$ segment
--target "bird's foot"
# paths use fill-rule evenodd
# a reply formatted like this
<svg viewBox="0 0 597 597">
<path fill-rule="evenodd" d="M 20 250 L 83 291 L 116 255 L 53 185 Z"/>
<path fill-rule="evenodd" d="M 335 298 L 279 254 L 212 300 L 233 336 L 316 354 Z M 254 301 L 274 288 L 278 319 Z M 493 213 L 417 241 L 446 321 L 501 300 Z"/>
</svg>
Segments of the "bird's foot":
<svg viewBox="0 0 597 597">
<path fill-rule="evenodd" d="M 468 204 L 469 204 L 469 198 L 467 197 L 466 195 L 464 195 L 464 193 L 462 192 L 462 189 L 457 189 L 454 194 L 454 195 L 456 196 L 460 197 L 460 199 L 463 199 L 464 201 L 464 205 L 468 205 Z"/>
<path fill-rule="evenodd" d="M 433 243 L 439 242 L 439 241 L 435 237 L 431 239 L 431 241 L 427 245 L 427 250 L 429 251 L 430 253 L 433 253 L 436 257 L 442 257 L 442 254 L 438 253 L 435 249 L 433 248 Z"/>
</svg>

What is expected:
Copy every line of the data above word for word, with no changes.

Exercise result:
$ segment
--target "bird's foot"
# paths use fill-rule evenodd
# a reply formatted like this
<svg viewBox="0 0 597 597">
<path fill-rule="evenodd" d="M 20 250 L 83 291 L 116 255 L 53 185 Z"/>
<path fill-rule="evenodd" d="M 335 298 L 279 254 L 212 300 L 233 336 L 316 354 Z M 254 301 L 274 288 L 278 319 Z M 493 213 L 417 241 L 446 321 L 501 300 Z"/>
</svg>
Segments of the "bird's foot":
<svg viewBox="0 0 597 597">
<path fill-rule="evenodd" d="M 468 204 L 469 204 L 469 198 L 467 197 L 466 195 L 464 195 L 464 193 L 462 192 L 462 189 L 457 189 L 454 194 L 454 195 L 456 196 L 460 197 L 460 199 L 463 199 L 464 201 L 464 205 L 468 205 Z"/>
<path fill-rule="evenodd" d="M 433 243 L 439 242 L 439 241 L 435 237 L 431 239 L 431 241 L 427 245 L 427 250 L 429 251 L 430 253 L 433 253 L 436 257 L 442 257 L 442 254 L 438 253 L 435 249 L 433 248 Z"/>
</svg>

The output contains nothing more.